[SET PROBLEM]
Beginning at the line that contains "the stone step", transcribe the remaining lines of the listing exactly; include the final line and omit everything before.

──────── MATERIAL FOR THE TASK

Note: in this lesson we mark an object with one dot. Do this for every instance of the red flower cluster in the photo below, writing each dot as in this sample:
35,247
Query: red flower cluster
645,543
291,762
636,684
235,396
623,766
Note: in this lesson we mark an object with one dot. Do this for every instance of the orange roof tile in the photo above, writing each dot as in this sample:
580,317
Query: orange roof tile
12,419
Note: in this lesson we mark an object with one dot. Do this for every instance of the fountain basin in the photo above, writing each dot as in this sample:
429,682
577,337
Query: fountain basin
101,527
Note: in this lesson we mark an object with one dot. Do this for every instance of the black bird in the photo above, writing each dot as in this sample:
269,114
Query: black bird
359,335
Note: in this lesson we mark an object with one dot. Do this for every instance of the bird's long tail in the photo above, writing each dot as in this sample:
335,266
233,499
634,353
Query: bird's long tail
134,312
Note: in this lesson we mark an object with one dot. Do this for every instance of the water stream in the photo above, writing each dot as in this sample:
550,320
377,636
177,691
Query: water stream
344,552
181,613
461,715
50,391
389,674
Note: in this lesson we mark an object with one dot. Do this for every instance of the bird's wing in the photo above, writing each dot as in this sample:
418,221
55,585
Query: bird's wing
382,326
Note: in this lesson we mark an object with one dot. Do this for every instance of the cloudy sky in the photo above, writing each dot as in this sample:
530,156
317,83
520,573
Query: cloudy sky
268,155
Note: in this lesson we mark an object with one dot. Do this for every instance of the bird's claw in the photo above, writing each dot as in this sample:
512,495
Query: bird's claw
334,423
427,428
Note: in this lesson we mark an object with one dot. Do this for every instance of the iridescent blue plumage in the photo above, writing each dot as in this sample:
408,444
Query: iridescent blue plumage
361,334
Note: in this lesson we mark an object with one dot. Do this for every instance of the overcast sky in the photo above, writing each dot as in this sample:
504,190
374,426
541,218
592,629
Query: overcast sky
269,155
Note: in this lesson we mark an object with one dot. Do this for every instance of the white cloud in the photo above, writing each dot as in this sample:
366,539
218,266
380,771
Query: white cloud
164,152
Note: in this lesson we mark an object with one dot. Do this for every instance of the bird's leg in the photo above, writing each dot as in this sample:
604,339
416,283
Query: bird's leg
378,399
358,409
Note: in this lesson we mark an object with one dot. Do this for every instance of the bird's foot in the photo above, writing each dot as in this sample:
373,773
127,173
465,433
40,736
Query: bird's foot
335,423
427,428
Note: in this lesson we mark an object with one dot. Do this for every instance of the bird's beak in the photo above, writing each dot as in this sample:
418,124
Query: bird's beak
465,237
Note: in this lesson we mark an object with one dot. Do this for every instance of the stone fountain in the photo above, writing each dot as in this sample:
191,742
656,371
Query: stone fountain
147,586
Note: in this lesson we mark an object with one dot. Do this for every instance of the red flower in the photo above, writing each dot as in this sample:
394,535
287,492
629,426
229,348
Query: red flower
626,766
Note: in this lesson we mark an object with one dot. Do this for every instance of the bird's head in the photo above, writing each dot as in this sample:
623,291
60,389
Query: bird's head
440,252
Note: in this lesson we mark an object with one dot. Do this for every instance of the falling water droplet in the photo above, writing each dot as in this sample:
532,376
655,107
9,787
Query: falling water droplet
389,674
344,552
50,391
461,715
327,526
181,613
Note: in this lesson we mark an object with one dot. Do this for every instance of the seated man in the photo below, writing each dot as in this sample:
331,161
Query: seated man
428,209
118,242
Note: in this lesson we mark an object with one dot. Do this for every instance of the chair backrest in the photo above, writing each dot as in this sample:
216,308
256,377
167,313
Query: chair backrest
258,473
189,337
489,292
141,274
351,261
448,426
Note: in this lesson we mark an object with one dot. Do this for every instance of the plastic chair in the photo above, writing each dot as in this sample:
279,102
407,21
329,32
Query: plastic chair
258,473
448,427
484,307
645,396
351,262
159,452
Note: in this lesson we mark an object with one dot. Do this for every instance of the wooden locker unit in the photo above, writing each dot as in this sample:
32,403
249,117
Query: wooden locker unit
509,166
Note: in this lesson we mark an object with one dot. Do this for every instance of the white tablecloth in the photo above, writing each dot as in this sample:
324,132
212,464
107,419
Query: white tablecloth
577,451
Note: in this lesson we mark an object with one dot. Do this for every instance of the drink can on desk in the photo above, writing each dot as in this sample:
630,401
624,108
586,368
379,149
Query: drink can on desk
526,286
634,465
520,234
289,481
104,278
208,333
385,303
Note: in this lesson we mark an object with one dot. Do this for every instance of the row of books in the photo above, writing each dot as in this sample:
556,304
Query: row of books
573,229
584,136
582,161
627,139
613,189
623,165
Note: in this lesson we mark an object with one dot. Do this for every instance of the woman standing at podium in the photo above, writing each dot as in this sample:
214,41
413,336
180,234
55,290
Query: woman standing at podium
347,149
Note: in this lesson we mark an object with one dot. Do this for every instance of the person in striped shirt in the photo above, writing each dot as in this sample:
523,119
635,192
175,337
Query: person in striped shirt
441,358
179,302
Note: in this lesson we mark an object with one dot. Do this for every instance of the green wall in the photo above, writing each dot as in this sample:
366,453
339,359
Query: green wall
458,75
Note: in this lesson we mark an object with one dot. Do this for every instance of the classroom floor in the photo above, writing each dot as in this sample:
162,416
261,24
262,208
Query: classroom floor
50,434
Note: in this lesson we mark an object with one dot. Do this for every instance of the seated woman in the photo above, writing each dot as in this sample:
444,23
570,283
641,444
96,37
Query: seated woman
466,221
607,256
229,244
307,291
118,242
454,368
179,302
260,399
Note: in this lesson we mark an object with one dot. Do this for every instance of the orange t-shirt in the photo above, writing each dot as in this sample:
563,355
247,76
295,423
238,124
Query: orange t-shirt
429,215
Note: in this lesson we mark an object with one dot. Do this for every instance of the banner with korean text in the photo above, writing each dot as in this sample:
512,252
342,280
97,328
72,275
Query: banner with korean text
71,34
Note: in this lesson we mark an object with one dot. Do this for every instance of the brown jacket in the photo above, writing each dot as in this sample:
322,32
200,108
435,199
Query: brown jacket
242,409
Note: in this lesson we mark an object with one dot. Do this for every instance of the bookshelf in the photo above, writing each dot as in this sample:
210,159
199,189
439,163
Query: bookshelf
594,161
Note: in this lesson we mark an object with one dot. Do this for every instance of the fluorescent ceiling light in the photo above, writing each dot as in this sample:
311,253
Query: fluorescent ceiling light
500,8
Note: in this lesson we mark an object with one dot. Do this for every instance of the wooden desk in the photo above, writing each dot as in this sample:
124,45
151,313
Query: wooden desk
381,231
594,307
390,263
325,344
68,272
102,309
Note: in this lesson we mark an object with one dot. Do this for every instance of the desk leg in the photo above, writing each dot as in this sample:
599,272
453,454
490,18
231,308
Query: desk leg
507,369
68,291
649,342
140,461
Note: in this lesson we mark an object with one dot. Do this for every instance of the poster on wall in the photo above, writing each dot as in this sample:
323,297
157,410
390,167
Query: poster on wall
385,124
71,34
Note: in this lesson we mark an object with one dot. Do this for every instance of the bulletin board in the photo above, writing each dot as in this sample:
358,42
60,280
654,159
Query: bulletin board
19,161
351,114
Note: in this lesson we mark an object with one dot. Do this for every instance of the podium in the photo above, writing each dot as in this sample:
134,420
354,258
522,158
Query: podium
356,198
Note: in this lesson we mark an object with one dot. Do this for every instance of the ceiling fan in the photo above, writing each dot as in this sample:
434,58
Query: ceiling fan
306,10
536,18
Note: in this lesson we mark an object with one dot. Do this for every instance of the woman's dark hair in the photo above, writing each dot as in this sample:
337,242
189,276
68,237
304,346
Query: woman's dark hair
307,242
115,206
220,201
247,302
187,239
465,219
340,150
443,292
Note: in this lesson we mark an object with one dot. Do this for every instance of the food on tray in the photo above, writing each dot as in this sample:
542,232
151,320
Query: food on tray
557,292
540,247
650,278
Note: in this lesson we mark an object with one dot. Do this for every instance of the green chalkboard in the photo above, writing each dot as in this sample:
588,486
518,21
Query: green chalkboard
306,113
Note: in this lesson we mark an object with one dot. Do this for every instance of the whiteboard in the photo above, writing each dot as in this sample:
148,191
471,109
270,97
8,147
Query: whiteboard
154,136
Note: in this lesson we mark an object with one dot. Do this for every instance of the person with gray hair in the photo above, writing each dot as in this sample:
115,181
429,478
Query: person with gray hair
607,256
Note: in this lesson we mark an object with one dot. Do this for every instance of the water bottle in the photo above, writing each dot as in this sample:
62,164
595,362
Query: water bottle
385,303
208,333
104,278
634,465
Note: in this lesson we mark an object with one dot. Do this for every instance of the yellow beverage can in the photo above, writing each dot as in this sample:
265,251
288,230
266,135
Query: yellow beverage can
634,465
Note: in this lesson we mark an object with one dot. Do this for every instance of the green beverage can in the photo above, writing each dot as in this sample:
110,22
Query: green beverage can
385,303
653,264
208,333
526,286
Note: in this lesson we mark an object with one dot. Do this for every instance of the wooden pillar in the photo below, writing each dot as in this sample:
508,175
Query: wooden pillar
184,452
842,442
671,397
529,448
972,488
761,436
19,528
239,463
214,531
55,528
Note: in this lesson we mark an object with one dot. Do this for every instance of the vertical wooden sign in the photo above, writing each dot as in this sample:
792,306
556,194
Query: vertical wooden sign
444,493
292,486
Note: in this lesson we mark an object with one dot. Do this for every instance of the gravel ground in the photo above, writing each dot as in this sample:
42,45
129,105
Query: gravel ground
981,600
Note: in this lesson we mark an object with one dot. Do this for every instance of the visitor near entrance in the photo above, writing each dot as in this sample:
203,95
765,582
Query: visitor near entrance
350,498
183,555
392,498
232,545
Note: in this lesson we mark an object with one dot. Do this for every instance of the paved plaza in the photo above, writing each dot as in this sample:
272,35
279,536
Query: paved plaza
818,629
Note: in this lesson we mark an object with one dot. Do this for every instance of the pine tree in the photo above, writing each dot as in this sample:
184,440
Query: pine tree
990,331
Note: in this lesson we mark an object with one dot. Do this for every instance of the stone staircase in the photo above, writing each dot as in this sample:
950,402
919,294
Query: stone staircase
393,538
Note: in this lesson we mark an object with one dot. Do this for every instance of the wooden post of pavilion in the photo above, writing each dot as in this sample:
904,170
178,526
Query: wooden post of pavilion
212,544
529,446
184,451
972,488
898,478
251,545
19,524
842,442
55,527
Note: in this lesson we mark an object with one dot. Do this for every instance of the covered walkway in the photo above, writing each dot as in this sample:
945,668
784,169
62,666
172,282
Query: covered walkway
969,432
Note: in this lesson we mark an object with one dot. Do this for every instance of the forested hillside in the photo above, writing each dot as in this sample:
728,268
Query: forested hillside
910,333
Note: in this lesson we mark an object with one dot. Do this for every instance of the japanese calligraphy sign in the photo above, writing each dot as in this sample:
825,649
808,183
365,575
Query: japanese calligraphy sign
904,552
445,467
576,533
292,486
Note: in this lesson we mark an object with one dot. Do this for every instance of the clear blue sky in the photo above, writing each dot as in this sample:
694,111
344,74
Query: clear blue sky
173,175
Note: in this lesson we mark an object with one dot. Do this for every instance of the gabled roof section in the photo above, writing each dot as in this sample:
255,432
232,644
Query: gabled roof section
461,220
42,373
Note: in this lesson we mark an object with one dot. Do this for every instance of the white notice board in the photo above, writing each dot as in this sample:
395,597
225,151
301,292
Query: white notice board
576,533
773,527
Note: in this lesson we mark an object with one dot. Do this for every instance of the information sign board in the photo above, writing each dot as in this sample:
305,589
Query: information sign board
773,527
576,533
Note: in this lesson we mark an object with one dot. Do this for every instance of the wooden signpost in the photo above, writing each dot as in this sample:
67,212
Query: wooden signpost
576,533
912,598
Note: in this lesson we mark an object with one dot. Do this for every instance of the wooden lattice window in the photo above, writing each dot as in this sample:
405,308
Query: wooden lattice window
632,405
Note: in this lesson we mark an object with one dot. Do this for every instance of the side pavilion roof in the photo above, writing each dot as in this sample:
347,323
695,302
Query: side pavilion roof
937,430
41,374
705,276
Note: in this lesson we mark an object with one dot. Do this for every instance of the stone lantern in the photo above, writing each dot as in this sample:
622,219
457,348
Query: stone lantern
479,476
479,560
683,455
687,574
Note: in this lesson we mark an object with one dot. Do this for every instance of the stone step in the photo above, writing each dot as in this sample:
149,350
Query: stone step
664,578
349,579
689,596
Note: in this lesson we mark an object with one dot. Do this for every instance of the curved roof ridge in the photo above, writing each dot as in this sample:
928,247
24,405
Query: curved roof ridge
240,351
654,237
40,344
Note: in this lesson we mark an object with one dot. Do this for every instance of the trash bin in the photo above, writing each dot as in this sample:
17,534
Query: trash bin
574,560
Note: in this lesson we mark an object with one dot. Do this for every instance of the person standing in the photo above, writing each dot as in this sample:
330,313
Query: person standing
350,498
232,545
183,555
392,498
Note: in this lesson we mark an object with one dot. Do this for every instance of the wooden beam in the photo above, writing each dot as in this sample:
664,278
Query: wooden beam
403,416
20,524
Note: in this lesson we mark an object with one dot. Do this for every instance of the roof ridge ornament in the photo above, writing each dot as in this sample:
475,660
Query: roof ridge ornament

────────────────

[SOLVED EXERCISE]
Note: in this lesson we mark an object with one dot. Do this for every instance of the stone step in the photo above, writing each dot as in this sample:
149,350
Query: stone step
664,578
349,579
689,596
Note: in this lesson we mark an object with one dot. Do this for every instance of the curved roof ridge in the photo above, writing each dot as in this sample:
928,247
24,405
Query: curved roof ridge
240,351
654,237
40,344
Note: in this lesson we mark an object with one dot. Do this for every instance of the trash bin in the photo above, writing each dot as in this sample:
17,534
Query: trash bin
574,560
Note: in this lesson we mark an object with one dot. Do this for every instance of the person standing in the photo above, writing each dot as in this sample:
330,313
Query: person standing
350,498
232,545
183,555
392,498
Note: in this lesson we mark an object with one dot. Do this for every instance of the wooden beam in the photo above, writing each dot as in this sample:
664,278
Query: wooden beam
403,416
20,524
Note: in this lesson we mark an object with one dot. Do this for every instance of the roof ridge ornament in the photo above, writing each dot as in this sample:
475,660
Query: roof ridge ornament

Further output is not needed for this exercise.